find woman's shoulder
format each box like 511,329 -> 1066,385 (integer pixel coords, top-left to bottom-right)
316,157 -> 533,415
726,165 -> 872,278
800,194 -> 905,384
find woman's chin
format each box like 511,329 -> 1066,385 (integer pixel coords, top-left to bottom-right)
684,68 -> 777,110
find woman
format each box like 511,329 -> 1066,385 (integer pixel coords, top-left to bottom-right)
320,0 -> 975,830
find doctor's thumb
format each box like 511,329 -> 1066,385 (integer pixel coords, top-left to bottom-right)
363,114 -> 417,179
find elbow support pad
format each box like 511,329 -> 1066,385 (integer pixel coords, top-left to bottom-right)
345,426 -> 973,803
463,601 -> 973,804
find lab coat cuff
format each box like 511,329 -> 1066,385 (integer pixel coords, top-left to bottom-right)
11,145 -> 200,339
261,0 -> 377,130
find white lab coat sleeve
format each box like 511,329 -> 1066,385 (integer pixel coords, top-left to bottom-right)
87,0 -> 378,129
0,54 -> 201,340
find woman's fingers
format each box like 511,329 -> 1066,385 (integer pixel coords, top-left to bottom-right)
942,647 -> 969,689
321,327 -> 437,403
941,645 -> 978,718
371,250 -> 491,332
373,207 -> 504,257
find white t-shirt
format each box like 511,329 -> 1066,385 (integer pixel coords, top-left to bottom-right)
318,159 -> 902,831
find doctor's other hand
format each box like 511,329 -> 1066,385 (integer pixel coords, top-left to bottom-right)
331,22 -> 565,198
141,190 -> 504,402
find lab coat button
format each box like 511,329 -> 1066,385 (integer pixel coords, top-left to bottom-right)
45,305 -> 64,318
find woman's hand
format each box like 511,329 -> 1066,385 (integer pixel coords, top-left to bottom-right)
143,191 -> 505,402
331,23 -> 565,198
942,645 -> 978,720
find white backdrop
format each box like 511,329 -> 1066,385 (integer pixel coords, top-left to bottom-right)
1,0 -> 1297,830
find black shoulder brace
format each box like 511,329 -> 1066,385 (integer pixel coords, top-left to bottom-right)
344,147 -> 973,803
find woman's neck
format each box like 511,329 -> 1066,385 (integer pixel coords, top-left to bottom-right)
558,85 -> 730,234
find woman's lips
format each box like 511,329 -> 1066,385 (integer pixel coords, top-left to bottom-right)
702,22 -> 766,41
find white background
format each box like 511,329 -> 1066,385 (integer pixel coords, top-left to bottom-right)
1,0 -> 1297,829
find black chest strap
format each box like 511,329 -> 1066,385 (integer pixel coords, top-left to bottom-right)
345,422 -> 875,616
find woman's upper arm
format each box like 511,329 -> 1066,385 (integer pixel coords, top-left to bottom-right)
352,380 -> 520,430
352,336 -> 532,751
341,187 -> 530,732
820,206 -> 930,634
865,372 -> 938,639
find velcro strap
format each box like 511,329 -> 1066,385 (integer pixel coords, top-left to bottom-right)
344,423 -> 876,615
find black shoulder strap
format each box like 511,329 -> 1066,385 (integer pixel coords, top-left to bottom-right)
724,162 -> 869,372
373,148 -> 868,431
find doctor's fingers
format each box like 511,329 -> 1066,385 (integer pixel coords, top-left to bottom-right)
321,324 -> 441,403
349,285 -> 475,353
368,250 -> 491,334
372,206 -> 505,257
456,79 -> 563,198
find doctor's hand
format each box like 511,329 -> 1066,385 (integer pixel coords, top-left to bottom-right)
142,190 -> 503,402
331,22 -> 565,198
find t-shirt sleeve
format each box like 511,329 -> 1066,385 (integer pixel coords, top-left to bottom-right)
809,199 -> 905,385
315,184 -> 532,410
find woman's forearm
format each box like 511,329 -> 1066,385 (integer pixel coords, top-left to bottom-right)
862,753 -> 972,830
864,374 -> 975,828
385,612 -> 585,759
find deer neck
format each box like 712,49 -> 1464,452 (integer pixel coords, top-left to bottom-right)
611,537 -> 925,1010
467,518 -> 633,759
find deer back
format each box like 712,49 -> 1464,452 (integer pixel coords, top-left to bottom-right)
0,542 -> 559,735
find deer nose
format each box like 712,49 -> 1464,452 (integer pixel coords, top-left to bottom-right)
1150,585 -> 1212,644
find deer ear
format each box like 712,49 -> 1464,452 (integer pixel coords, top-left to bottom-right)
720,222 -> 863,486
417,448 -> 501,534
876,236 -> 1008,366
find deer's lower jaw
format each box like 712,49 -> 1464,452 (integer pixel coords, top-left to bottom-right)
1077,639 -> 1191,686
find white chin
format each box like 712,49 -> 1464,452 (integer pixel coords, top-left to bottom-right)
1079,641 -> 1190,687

- - - - - - -

→ **Description of the task**:
Lines from the start of the material above through the line containing "find woman's hand" are to be duplicated exactly, and only those.

→ **Answer box**:
find woman's shoulder
format each box like 511,329 -> 1066,385 (integer pixel coords, top-left to bottom-right)
316,157 -> 533,415
726,165 -> 872,278
800,194 -> 905,384
find woman's chin
format each box like 511,329 -> 1066,385 (integer pixel coords, top-left to bottom-right)
684,68 -> 777,110
find woman
format each box like 511,329 -> 1066,385 (integer pixel coords, top-left to bottom-right)
320,0 -> 975,830
find doctor's thumb
format each box like 511,329 -> 1066,385 (integer pixel coords, top-left to bottom-right)
363,114 -> 417,179
find elbow support pad
format each box like 511,329 -> 1066,385 (integer pixel coords, top-left to bottom-right)
345,426 -> 973,803
463,601 -> 973,804
find lab coat cuff
format each box like 511,329 -> 1066,385 (integer pixel coords, top-left to bottom-right)
11,145 -> 200,339
261,0 -> 377,130
find white lab coat sleeve
format each box like 511,329 -> 1066,385 (integer pixel coords, top-left to bottom-right)
87,0 -> 378,129
0,54 -> 201,340
find woman's fingers
format each box like 511,329 -> 1066,385 (integer pixel coords, top-left to bottom-right)
942,647 -> 969,689
321,327 -> 437,403
941,645 -> 978,718
371,250 -> 491,332
373,207 -> 504,257
find white t-shirt
format each box like 511,329 -> 1066,385 (integer pixel coords, top-left to bottom-right)
318,159 -> 902,831
find doctor's other hand
format each box like 511,329 -> 1066,385 (integer pixel coords, top-left to bottom-right)
331,22 -> 565,198
141,190 -> 504,402
find lab coat button
format each box like 511,329 -> 1066,385 (integer pixel coords, top-left to bottom-right)
45,305 -> 64,318
find woman's hand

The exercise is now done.